TEXTO DE LEITURA:
Discurso durante a 39ª Sessão Não Deliberativa, no Senado Federal

HOMENAGEM AO DIA DO INDIO E CONSIDERAÇÕES SOBRE A VISÃO BRASILEIRA DA QUESTÃO INDIGENA.

Autor
Romero Jucá (PSDB - Partido da Social Democracia Brasileira/RR)
Nome completo: Romero Jucá Filho
Casa
Senado Federal
Tipo
Discurso
Resumo por assunto
HOMENAGEM. POLITICA INDIGENISTA.:
  • HOMENAGEM AO DIA DO INDIO E CONSIDERAÇÕES SOBRE A VISÃO BRASILEIRA DA QUESTÃO INDIGENA.
Aparteantes
José Fogaça.
Publicação
Publicação no DSF de 20/04/2000 - Página 7742
Assunto
Outros > HOMENAGEM. POLITICA INDIGENISTA.
Indexação
  • COMEMORAÇÃO, DIA, INDIO, COMENTARIO, PESQUISA, OPINIÃO PUBLICA, PUBLICAÇÃO, CORREIO BRAZILIENSE, DISTRITO FEDERAL (DF), ASSUNTO, INTERESSE, POPULAÇÃO, SITUAÇÃO, COMUNIDADE INDIGENA.
  • COMENTARIO, SITUAÇÃO, ASSISTENCIA, SAUDE, EDUCAÇÃO, INDIO, ANUNCIO, MINISTERIO DA EDUCAÇÃO (MEC), POLITICA, ENSINO, RESPEITO, CULTURA.
  • DEFESA, AGILIZAÇÃO, VOTAÇÃO, ESTATUTO, INDIO.
  • HOMENAGEM, INDIO, BRASIL, ESTADO DE RORAIMA (RR), EXPECTATIVA, UNIÃO, SOLUÇÃO, CONFLITO, DEMARCAÇÃO, TERRAS INDIGENAS.

O SR. ROMERO JUCÁ (PSDB - RR. Pronuncia o seguinte discurso. Sem revisão do orador.) – Sr. Presidente, Srªs e Srs. Senadores, hoje, 19 de abril, é o Dia do Índio e, para nossa satisfação, aqui estão, nas galerias do Senado, representantes de várias nações indígenas que, no dia de hoje, falam sobre questões que considero extremamente importantes para o futuro da população indígena brasileira.  

Sei que outros oradores também vão tratar desta questão hoje - Senadoras Marina Silva e Heloisa Helena, Senador Tião Viana -, mas quero dar, também, o meu enfoque, a minha contribuição e a minha palavra de alerta, já que, como ex-Presidente do Projeto Rondon e da Funai, ex-Governador de Roraima e atual Senador por aquele Estado, conheço de perto as questões indígena, ambiental e amazônica, que estão intrinsecamente ligadas.

DESCRIÇÃO DO PROBLEMA:
Extraia do discurso o trecho que começa nas palavras "O SR. ROMERO" e vai até "estão intrinsecamente ligadas.", copiando-o sem nenhuma alteração. A listagem provém de uma fonte diferente da do discurso.

CONJUNTO DE DADOS:
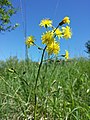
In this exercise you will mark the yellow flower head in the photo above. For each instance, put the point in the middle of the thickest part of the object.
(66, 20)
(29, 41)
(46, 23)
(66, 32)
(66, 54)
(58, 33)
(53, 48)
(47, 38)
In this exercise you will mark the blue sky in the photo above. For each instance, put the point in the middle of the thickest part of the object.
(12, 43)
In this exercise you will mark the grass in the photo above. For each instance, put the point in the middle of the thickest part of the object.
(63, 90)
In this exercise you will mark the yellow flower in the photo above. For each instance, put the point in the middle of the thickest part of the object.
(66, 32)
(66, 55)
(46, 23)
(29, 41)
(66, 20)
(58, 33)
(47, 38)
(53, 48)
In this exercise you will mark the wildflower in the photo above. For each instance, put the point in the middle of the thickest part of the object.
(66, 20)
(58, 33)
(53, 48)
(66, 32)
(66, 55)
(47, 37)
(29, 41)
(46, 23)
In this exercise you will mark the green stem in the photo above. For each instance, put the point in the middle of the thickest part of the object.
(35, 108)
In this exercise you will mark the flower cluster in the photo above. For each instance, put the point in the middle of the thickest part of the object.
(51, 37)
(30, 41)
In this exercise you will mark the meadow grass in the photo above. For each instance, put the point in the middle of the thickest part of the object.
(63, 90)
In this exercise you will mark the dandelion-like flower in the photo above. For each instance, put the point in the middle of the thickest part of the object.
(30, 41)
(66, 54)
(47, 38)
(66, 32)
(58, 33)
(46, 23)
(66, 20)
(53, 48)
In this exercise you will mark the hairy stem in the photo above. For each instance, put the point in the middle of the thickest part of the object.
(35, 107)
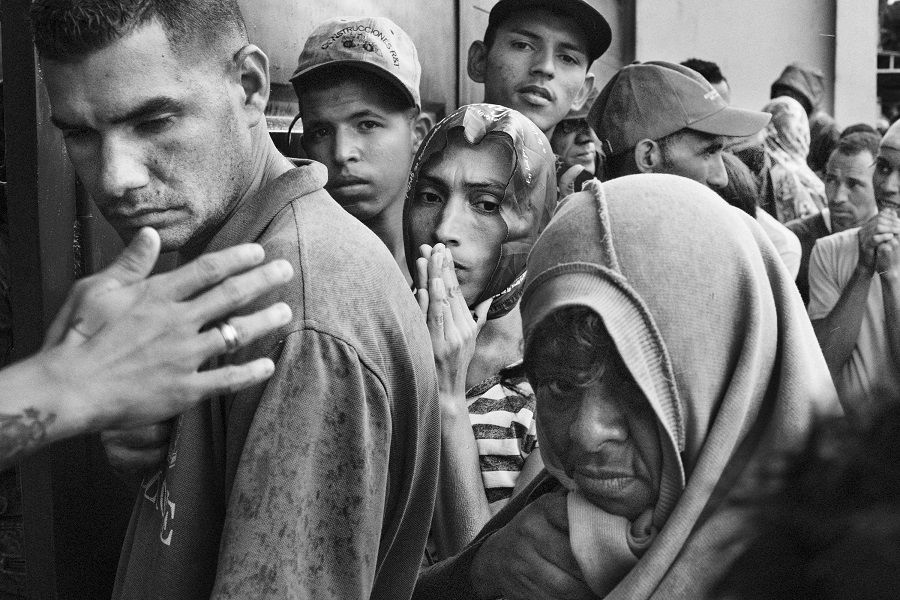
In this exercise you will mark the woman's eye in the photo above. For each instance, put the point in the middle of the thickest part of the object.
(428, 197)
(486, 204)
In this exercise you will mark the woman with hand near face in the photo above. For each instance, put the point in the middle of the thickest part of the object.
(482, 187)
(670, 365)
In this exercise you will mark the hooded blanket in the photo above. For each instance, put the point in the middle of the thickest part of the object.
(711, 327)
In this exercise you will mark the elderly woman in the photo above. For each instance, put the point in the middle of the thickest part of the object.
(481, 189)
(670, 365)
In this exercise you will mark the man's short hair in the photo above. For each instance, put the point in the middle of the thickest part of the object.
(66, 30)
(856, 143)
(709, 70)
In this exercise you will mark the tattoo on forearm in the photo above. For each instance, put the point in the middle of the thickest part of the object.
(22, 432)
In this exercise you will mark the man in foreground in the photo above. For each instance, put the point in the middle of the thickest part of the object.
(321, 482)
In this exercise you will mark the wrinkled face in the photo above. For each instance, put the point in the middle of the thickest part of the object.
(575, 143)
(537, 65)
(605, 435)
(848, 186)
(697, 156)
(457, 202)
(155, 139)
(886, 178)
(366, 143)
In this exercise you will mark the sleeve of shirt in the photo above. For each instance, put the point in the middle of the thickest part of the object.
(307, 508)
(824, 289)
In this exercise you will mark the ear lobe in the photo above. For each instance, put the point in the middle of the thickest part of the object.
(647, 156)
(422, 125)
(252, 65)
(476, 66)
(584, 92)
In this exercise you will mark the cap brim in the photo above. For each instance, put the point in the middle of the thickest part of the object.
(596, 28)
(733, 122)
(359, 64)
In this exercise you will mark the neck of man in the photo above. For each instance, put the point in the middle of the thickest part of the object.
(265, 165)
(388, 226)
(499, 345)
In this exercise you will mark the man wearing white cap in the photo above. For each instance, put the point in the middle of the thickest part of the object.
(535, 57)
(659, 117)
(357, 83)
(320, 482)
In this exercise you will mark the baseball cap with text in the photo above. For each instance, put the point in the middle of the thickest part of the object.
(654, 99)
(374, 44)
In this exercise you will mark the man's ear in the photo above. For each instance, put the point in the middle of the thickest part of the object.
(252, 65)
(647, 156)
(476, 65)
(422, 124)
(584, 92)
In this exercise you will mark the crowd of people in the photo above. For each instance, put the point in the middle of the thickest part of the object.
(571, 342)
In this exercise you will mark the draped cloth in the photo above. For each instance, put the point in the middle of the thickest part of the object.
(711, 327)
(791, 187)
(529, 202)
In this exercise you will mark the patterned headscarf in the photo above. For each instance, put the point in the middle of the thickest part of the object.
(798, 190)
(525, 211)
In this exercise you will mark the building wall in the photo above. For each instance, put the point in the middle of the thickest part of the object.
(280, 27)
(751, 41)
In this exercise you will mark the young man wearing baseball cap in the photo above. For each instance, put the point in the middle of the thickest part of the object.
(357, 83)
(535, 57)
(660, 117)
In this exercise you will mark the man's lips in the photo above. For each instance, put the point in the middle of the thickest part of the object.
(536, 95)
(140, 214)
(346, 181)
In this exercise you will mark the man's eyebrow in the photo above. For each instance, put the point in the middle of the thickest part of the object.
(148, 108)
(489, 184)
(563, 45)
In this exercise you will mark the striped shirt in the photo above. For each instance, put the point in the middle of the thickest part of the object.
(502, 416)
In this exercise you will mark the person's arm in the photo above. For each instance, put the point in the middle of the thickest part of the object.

SOLUÇÃO DO PROBLEMA:
O SR. ROMERO JUCÁ (PSDB - RR. Pronuncia o seguinte discurso. Sem revisão do orador.) – Sr. Presidente, Srªs e Srs. Senadores, hoje, 19 de abril, é o Dia do Índio e, para nossa satisfação, aqui estão, nas galerias do Senado, representantes de várias nações indígenas que, no dia de hoje, falam sobre questões que considero extremamente importantes para o futuro da população indígena brasileira.  

Sei que outros oradores também vão tratar desta questão hoje - Senadoras Marina Silva e Heloisa Helena, Senador Tião Viana -, mas quero dar, também, o meu enfoque, a minha contribuição e a minha palavra de alerta, já que, como ex-Presidente do Projeto Rondon e da Funai, ex-Governador de Roraima e atual Senador por aquele Estado, conheço de perto as questões indígena, ambiental e amazônica, que estão intrinsecamente ligadas.